● **TEKS BACAAN**:

================================

Eksistensi Majaz
Jumhur ulama menetapkan bahwa makna lafal baik di dalam bahasa maupun nas memuat dua jenis makna: hakikat dan majaz. Imam as-Sarakhsi (w. 483 H) di dalam Ushûl as-Sarakhsi (I/171) mengatakan, “Masing-masing dari dua jenis ini (hakikat dan majaz) ada di dalam Kalamullah, kalam Nabi saw. dan kalam orang-orang di dalam seruan (percakapan), syair-syair dan lainnya. Bahkan majaz nyaris mendominasi hakikat karena banyaknya penggunaan. Dengan majaz pula lisan pun meluas dan percakapan orang-orang di antara mereka menjadi baik.”
Imam Abu al-Muzhaffar as-Sam’ani (w. 489 H) di dalam Qawâthi’ al-Adillah fî al-Ushûl (I/269), menyatakan, “Jika telah ditetapkan kebolehan majaz di dalam al-Quran dan as-Sunnah, maka untuk setiap majaz ada hakikat, dan bukan untuk setiap hakikat ada majaz. Sebabnya, hakikat merupakan asal majaz. Jadi majaz membutuhkan adanya hakikat. Sebaliknya hakikat tidak membutuhkan majaz.”
Jumhur ulama menyatakan bahwa majaz ada di dalam bahasa maupun di dalam nas, baik al-Quran maupun as-Sunnah. Namun, ada sebagian yang mengingkari adanya majaz di dalam bahasa maupun nas (al-Quran). Ada pula sebagian yang mengakui adanya majaz di dalam bahasa, tetapi mengingkari adanya majaz di dalam al-Quran.
Keberadaan majaz di dalam bahasa sangat jelas bagi siapa pun yang memperhatian bahasa Arab. Penggunaannya telah dinukilkan dari orang-orang Arab aqhah sebagai pemilik bahasa.
Istilah majâz memang muncul belakangan ketika dilakukan sistematikasisasi ilmu, yakni mulai abad ke-3 H. Sama seperti istilah nahwu dan istilah berbagai disiplin keilmuan lainnya.
Jika majaz ada di dalam bahasa, tentu saja majaza juga ada di dalam nas al-Quran dan hadis. Sebabnya, keduanya menggunakan bahasa Arab.
Al-Quran secara riil memuat majaz. Ibnu Qudamah (w. 620 H) di dalam Rawdhah an-Nâzhir wa Jannah al-Manâzhir menilai, siapa saja yang mengingkari adanya majaz di dalam al-Quran maka dia telah sombong dan menentang.
Contoh ayat yang memuat majaz di dalam al-Quran banyak sekali. Misalnya firman Allah SWT:
يَجۡعَلُونَ أَصَٰبِعَهُمۡ فِيٓ ءَاذَانِهِم ١٩
Mereka menyumbat telinganya dengan jari-jemarinya (QS al-Baqarah [2]: 19).

================================

● **DATA YANG DIBERIKAN**:
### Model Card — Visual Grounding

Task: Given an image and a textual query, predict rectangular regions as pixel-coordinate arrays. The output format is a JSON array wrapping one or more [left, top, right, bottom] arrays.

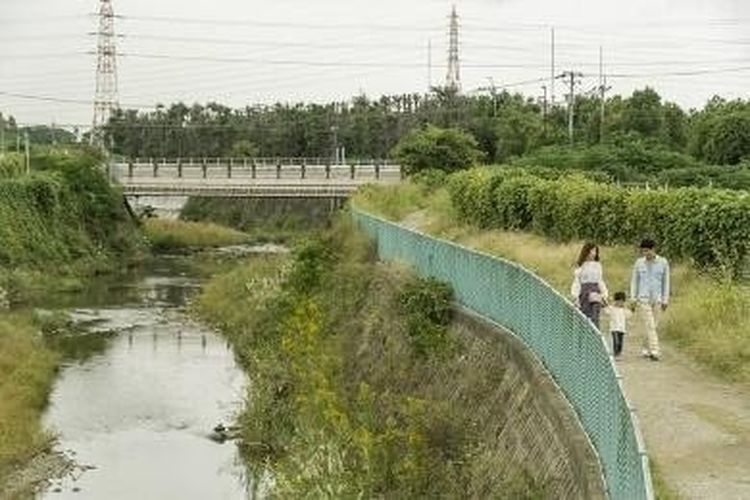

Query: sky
[[0, 0, 750, 127]]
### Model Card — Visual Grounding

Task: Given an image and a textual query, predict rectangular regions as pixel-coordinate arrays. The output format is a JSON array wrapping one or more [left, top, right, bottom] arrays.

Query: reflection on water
[[41, 256, 254, 499]]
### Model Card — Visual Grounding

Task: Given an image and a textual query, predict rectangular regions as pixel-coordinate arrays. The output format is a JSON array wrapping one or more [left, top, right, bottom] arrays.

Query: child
[[604, 292, 633, 358]]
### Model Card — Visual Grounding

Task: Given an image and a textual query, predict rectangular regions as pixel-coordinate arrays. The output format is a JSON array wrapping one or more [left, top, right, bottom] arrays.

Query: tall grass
[[143, 219, 253, 250], [195, 226, 545, 498], [0, 315, 58, 485], [354, 183, 750, 384]]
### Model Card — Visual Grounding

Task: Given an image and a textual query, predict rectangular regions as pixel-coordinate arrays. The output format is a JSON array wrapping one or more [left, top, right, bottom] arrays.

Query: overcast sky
[[0, 0, 750, 129]]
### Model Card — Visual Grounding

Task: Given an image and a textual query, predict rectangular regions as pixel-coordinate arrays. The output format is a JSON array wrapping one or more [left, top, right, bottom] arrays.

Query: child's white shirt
[[604, 306, 633, 333]]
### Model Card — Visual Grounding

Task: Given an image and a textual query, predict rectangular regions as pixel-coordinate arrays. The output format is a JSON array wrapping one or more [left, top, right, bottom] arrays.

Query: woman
[[570, 243, 609, 328]]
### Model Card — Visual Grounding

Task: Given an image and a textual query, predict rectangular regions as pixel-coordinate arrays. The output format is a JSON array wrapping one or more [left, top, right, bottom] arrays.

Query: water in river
[[41, 258, 254, 500]]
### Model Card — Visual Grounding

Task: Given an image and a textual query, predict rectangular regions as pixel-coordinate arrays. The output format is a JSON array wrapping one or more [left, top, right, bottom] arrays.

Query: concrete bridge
[[109, 158, 402, 199]]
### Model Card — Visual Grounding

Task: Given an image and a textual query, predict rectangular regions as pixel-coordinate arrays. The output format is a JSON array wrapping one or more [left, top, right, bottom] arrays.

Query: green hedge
[[0, 151, 137, 269], [0, 153, 24, 179], [448, 168, 750, 276]]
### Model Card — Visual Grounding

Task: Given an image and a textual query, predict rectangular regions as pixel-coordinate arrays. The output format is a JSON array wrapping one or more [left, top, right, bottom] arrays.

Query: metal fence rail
[[353, 208, 653, 500]]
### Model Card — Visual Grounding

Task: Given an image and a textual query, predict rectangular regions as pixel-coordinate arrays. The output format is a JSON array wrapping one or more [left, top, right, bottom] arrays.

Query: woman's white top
[[570, 260, 609, 299]]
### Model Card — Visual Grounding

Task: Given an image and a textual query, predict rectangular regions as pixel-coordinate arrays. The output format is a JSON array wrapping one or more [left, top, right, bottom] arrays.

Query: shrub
[[391, 125, 482, 174], [449, 169, 750, 276], [399, 278, 453, 357]]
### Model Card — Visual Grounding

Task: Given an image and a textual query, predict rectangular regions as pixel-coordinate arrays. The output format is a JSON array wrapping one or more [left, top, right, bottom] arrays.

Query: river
[[39, 256, 252, 500]]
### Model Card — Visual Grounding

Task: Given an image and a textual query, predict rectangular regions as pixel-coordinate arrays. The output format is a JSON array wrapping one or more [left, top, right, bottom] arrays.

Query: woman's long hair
[[576, 242, 599, 267]]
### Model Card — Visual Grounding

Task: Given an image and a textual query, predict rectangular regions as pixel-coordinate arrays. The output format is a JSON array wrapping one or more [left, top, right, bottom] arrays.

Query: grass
[[194, 225, 545, 498], [0, 314, 59, 484], [354, 183, 750, 385], [143, 219, 249, 250]]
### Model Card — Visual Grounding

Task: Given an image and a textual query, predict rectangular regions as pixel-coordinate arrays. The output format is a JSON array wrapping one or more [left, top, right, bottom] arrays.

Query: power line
[[0, 90, 154, 108], [118, 15, 442, 31]]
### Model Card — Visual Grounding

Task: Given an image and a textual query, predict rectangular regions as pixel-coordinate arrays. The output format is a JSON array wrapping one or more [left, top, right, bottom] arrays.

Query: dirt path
[[617, 336, 750, 499]]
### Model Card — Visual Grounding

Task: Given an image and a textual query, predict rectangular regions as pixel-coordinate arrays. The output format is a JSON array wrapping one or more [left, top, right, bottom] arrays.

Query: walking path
[[617, 342, 750, 500], [401, 212, 750, 500]]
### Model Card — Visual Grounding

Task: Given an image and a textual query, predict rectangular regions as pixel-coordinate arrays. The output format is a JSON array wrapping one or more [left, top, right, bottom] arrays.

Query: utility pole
[[549, 27, 557, 106], [23, 129, 31, 174], [91, 0, 119, 148], [427, 38, 432, 93], [542, 85, 547, 135], [331, 125, 340, 165], [445, 5, 461, 91], [0, 113, 5, 154], [559, 71, 583, 146], [487, 76, 497, 118], [599, 45, 609, 143]]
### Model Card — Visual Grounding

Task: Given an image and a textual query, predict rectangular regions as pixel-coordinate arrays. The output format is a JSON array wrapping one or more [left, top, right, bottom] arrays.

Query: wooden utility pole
[[559, 71, 583, 146], [23, 129, 31, 174]]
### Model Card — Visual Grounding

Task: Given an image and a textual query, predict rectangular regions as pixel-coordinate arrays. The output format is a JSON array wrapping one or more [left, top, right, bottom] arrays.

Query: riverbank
[[0, 313, 60, 493], [195, 216, 612, 498], [355, 183, 750, 388], [355, 180, 750, 498], [0, 149, 145, 492]]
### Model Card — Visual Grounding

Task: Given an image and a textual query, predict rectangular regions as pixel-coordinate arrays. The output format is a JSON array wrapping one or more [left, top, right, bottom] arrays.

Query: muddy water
[[40, 258, 252, 500]]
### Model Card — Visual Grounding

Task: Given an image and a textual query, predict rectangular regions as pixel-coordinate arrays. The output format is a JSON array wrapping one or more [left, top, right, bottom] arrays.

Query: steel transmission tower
[[91, 0, 119, 146], [445, 5, 461, 90]]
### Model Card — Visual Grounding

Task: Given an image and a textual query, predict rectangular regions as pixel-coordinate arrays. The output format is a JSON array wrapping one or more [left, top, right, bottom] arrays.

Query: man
[[630, 239, 669, 361]]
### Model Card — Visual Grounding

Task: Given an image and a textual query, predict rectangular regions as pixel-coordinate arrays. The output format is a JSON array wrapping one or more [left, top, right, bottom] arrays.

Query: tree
[[623, 87, 664, 137], [704, 111, 750, 165], [391, 125, 483, 174], [495, 108, 542, 162]]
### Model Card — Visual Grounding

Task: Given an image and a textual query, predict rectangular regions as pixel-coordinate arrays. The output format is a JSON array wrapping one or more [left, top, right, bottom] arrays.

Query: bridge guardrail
[[109, 158, 403, 181], [353, 208, 654, 500]]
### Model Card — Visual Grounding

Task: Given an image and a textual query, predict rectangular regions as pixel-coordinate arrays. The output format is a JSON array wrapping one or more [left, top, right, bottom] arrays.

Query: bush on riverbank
[[143, 219, 249, 250], [355, 182, 750, 384], [197, 223, 543, 498], [448, 168, 750, 277], [0, 146, 139, 296], [0, 314, 58, 484], [180, 198, 332, 243]]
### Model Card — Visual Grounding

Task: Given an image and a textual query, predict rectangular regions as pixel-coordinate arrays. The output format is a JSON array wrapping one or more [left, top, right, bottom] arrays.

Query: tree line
[[91, 88, 750, 164], [0, 87, 750, 167]]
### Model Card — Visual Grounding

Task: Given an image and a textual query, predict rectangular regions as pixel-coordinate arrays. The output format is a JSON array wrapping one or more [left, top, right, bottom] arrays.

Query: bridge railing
[[110, 157, 403, 182], [353, 208, 653, 500]]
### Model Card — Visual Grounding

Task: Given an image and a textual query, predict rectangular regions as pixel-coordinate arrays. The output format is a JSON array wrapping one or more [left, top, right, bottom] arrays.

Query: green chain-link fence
[[353, 209, 653, 500]]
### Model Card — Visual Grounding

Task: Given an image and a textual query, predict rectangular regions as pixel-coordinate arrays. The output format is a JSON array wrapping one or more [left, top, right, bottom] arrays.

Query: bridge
[[109, 158, 403, 199]]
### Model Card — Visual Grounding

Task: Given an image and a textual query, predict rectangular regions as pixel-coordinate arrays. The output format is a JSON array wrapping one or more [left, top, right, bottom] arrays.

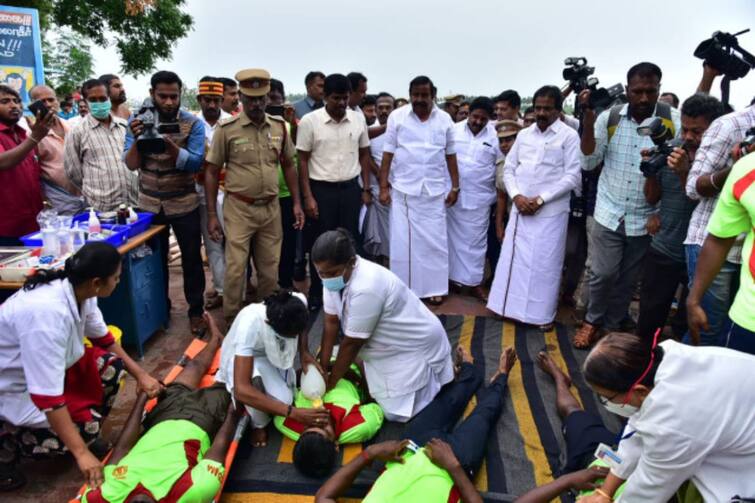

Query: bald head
[[583, 332, 662, 393], [29, 84, 60, 112]]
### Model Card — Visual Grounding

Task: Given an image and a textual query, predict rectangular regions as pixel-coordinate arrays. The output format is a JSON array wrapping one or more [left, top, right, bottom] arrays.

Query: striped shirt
[[582, 105, 681, 236], [684, 106, 755, 264], [64, 115, 139, 211]]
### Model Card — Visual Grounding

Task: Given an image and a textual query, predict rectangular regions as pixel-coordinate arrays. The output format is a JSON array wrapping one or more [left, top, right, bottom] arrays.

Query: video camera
[[135, 98, 181, 154], [562, 56, 624, 112], [637, 117, 684, 177], [695, 28, 755, 80]]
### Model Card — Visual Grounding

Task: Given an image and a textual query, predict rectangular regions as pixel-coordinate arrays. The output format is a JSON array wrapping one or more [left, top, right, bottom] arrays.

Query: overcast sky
[[94, 0, 755, 108]]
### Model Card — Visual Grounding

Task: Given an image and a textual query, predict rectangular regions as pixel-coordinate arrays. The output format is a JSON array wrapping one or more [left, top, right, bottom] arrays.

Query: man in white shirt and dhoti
[[447, 97, 503, 301], [488, 86, 581, 329], [312, 229, 454, 422], [362, 93, 394, 267], [380, 76, 460, 305]]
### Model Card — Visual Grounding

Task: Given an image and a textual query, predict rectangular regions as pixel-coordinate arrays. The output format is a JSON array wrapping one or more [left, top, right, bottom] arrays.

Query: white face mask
[[603, 401, 640, 418]]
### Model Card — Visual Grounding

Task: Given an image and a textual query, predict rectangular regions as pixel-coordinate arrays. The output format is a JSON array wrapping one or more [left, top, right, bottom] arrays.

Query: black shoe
[[0, 463, 26, 492], [87, 437, 113, 459]]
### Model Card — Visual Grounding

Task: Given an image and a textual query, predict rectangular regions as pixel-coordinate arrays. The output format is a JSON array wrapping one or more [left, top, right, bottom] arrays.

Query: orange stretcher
[[68, 339, 249, 503]]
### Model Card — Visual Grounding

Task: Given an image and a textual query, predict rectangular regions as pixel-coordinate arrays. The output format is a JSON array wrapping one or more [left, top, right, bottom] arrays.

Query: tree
[[3, 0, 194, 75], [42, 30, 93, 96]]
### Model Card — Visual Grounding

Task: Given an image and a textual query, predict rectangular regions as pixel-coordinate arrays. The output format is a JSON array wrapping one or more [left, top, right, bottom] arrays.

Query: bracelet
[[708, 173, 721, 190], [359, 449, 372, 463], [595, 488, 613, 501]]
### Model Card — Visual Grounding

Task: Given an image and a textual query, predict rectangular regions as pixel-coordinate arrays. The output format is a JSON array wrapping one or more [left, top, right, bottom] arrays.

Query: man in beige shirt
[[29, 84, 84, 215], [296, 74, 372, 311]]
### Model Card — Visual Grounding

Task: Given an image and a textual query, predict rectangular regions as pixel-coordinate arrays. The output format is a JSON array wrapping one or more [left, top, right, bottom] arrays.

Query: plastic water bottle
[[88, 208, 102, 234], [301, 363, 325, 408]]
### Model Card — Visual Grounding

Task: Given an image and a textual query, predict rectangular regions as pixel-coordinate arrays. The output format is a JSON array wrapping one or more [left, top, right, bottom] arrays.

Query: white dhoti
[[488, 208, 569, 325], [244, 357, 296, 428], [447, 203, 490, 286], [390, 188, 448, 298], [363, 190, 391, 257]]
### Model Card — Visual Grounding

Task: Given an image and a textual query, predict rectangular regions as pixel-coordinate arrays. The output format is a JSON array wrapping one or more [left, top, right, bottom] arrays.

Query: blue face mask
[[322, 274, 346, 292], [87, 100, 112, 119]]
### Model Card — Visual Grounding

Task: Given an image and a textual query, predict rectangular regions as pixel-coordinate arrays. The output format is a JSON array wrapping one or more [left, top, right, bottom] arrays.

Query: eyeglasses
[[595, 392, 621, 406]]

================================

● **KETENTUAN TUGAS**:
(1) Jawablah pertanyaan berikut berdasarkan teks bacaan tentang majaz.
(a) Menurut Imam as-Sarakhsi, mengapa majaz nyaris mendominasi hakikat?
(b) Mulai abad keberapa istilah majâz muncul?
(c) Bagaimana Ibnu Qudamah menilai orang yang mengingkari adanya majaz di dalam al-Quran?
(2) Teruskan teks bacaan tentang majaz setelah terjemahan ayat QS al-Baqarah [2]: 19 yang menjadi kalimat terakhirnya.

● **JAWABAN TUGAS**:
(1)
(a) Karena banyaknya penggunaan majaz.
(b) Mulai abad ke-3 H.
(c) Orang tersebut dinilai telah sombong dan menentang.

(2)
Kata al-ashâbi’ (jari-jemari) secara hakikat bermakna jari-jari (tangan) secara keseluruhan. Namun, di dalam ayat ini kata tersebut digunakan pada selain makna hakikatnya, yakni digunakan pada sebagian dari jari-jari, yakni ujung jari saja. Itulah yang disumbatkan ke telinga.
Contoh lain firman Allah SWT:
فَتَحۡرِيرُ رَقَبَةٖ مُّؤۡمِنَةٖۖ ٩٢
(Hendaklah) ia memerdekakan seorang hamba sahaya yang beriman (QS an-Nisa’ [4]: 92).
Kata raqabah secara hakikat bermakna leher. Namun, dalam ayat ini digunakan secara majaz. Sebabnya, pembebasan itu untuk hamba sahaya yang Mukmin dan bukan untuk lehernya saja.
Akibat Pengingkaran/Pengabaian Majaz
Ada juga sebagian yang mengakui adanya majaz baik di dalam bahasa maupun di dalam nas syariah, tetapi aspek majaz itu tidak mendapat perhatian yang semestinya dalam memahami nas, khususnya nas al-Quran. Alasannya, al-Quran itu ayat-ayatnya saling menafsirkan atau ditafsirkan oleh hadis atau yang disebut tafsîr bil ma’tsûr. Jadi dicukupkan dengan itu.
Ada juga sebagian yang terlihat seperti “enggan dan menjauhi” penggunaan majaz dalam memahami sebagian nas syariah, khususnya al-Quran. Mereka menganggap pemaknaan dengan majaz sebagai takwil yang jauh.
Di sinilah tersimpan masalah. Pengabaian sebagian makna yang digunakan pada orang Arab untuk lafal mereka, yaitu majaz, dan bersandar pada sebagian makna lainnya untuk lafal mereka, yaitu hakikat saja, dalam memahami al-Quran, mendatangkan masalah dari dua sisi: Pertama, bisa menyebabkan terjatuh dalam dosa karena tidak memahami al-Quran dengan bahasa Arab yang dengan itulah al-Quran itu diturunkan. Ketika bersandar pada sebagian makna dalam bahasa Arab tanpa sebagian lainnya yang digunakan oleh orang Arab, yakni dengan meninggalkan atau mengabaikan makna majâzi, berarti tidak menggunakan bahasa Arab dalam memahami al-Quran. Ini menyalahi keberadaan al-Quran yang diturunkan dalam bahasa Arab.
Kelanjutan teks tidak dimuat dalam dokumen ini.